**DIRECTIONS**
[A] In the interview below, which awards event did Rowbottom recently attend, and on behalf of which publication?
[B] Resume the interview below about the book set in the porn industry, picking up immediately after its final line.

**PASSAGE SHOWN**
§

ROWBOTTOM: The one constant is that technology comes and changes things, and porn is often at the forefront of technology. Aesthetica was interested in tech in some ways too. If we want to understand the present and where we’re going, it makes sense to look at where we’ve been. The book is initially set in a moment of change, where VHS is about to blow everything up.
JEFFERS: Yeah, they’re video vixens. I do think there’s also something very pleasurable about being immersed in this LA of the past. Obviously, there are very, very dark moments in the book, but it does, in many ways, feel less dark than the present somehow.
ROWBOTTOM: Well, there’s an innocence to that time period.
JEFFERS: Right, and characters start out very innocent.
ROWBOTTOM: I recently went to the AVN Awards for Playboy. When I was there, a main topic of conversation was this nostalgia amongst performers and industry people for that time period. There’s this idea that things were better then or that porn was more art-forward, that there were scripts, etc. The book doesn’t even really cover OnlyFans, which happened so quickly. Winnie’s section is set in 2015. OnlyFans is just about to come around and change things. Once OnlyFans comes, the performers are empowered to make way more money and be in charge. But that’s only been happening for a couple of years, and now AI is going to completely change everything. It’s all happening so quickly.
JEFFERS: I think that’s really true. In the book, Cherry has this dream of starting a woman-owned porn production company, which feels very connected to what OnlyFans stars are aspiring to do now.
ROWBOTTOM: Totally.
JEFFERS: I do think the texture of this book really does capture the thing that we’re all nostalgic for, which is this time when people were just like doing cocaine and driving around. Porn was kind of corny, but beautiful, not that these women didn’t have really traumatizing experiences.

§

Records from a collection
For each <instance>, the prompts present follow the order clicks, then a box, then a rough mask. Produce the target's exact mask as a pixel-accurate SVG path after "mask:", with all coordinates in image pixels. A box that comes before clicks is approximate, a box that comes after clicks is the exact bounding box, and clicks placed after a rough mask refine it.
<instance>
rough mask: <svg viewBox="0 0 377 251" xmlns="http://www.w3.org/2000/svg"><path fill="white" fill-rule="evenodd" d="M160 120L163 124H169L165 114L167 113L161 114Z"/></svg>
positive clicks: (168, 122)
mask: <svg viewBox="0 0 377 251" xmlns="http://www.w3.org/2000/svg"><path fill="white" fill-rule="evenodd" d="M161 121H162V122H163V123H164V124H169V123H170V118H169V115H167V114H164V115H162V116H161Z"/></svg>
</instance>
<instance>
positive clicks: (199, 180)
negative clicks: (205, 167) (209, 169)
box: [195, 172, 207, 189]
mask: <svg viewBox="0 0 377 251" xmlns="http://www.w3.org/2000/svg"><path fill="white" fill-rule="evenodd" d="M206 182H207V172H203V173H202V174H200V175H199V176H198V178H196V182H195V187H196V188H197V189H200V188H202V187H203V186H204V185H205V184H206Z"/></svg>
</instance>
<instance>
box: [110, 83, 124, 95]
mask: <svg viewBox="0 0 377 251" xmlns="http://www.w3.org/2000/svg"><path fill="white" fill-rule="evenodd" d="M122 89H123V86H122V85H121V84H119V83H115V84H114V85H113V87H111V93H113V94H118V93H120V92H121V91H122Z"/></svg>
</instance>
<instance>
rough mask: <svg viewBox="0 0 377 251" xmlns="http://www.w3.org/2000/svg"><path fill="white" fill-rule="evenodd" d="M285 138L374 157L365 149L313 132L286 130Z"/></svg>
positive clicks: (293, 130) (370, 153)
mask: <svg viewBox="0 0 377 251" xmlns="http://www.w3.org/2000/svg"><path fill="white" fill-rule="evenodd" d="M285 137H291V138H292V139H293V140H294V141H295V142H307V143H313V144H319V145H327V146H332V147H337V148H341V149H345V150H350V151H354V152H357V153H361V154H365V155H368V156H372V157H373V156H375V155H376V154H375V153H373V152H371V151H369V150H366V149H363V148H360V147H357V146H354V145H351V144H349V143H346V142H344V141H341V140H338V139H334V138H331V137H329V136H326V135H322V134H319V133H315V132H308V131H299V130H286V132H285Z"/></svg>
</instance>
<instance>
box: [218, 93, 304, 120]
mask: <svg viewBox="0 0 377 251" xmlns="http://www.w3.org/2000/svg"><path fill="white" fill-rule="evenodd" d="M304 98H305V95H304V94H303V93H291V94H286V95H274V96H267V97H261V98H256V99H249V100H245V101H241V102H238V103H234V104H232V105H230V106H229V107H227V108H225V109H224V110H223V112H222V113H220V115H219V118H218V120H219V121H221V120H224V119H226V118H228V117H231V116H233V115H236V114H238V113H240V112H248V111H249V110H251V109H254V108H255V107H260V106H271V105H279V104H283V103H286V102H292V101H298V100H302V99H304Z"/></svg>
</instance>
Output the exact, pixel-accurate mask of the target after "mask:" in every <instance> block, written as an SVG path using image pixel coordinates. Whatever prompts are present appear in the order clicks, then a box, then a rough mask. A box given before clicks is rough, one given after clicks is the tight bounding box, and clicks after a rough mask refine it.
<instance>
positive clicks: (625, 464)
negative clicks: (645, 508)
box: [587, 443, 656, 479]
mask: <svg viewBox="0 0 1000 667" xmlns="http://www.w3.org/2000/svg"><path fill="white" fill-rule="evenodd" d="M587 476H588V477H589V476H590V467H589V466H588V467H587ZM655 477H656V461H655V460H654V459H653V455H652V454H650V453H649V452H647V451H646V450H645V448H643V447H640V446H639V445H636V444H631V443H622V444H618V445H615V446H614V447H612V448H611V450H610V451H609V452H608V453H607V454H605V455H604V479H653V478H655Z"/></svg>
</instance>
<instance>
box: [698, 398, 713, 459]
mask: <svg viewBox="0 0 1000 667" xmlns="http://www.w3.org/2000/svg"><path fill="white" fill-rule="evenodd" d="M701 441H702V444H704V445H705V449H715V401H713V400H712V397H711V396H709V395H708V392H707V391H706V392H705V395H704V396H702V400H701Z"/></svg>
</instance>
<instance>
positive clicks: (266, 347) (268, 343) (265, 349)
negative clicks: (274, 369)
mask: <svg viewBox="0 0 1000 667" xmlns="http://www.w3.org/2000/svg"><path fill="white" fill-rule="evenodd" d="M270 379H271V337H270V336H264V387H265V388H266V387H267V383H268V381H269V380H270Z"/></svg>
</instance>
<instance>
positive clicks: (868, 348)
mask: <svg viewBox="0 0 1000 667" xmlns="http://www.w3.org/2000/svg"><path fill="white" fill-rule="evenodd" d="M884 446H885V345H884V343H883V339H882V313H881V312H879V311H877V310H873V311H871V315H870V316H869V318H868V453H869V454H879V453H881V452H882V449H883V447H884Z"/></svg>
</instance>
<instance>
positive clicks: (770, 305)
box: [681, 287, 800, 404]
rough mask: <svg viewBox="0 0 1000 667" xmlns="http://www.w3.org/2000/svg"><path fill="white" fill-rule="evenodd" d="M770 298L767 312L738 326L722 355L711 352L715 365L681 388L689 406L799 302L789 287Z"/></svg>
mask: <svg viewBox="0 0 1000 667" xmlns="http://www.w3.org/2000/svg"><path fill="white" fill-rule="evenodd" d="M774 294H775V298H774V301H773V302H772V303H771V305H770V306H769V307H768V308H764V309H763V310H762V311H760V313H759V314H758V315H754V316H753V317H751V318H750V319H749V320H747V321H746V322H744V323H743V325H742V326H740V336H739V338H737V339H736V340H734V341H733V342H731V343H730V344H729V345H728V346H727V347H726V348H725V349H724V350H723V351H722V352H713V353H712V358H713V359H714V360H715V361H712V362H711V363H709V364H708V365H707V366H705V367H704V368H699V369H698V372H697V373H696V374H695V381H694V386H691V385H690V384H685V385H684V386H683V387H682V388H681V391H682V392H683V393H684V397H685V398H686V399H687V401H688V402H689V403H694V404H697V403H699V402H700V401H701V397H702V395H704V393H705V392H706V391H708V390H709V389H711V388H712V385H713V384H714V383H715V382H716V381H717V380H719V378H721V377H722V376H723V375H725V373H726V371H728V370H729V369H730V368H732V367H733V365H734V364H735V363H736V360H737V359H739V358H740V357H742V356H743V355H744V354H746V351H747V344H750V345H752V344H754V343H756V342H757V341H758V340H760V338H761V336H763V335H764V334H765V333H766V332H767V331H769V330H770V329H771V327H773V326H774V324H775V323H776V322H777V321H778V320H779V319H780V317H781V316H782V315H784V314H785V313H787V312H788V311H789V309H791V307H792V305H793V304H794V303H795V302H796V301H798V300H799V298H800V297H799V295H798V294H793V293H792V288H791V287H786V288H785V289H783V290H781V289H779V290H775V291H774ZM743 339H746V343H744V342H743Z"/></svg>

§

**RESPONSES FOR EACH TASK**
[A] The AVN Awards, on behalf of Playboy.

[B]
ROWBOTTOM: Also, after Aesthetica I was like, there’s some excitement to writing a book where nobody has an iPhone.
JEFFERS: And it’s a time when people could go missing. The first half of the book is Jude trying to find Winnie, and then Winnie’s trying to find Jude. People slip in and out of this world.
ROWBOTTOM: Yeah.
JEFFERS: Not to give away too much because there are a lot of plot twists, but the second half of this book is really about Winnie and Jude’s legacies, and the legacy of a porn star from that time. There’s a real loneliness to both their lives, especially Winnie’s. How did you arrive at that ending?
ROWBOTTOM: I didn’t want it to be an overwhelmingly happy ending, but I wanted there to be a little hope. It’s kind of like the doors left ajar. It’s not fully closed. There is a tragedy to the ending, in just the passage of time. Both of the women in that second section of the book are older than I am, but I feel it coming. I feel that sort of wistfulness that comes with age. It’s just so sad. Sometimes it’s almost like I could just cry thinking about how quickly time goes and how limited it is. I never felt that way when I was younger.
JEFFERS: I love the epigraph, which connects directly to the end of the book. Also, that T.S. Eliot poem is featured on…which Lana Del Rey album? Honeymoon. Did you have a playlist you listened to while you were writing?
ROWBOTTOM: I am always listening to a lot of Lana when I’m in California. I do have a playlist that I made. It’s very 80s coded. It feels so epic.
JEFFERS: What’s on there?
ROWBOTTOM: A lot of corny stuff. There’s Don Henley on it and stuff like that. It’s so driving down PCH after a coke binge. The Bruce Springsteen song “Secret Garden” is so this book to me. Pat Benatar is on there, some Blondie probably. I’ll send it to you.
JEFFERS: I can imagine it playing at the strip club where the girls work.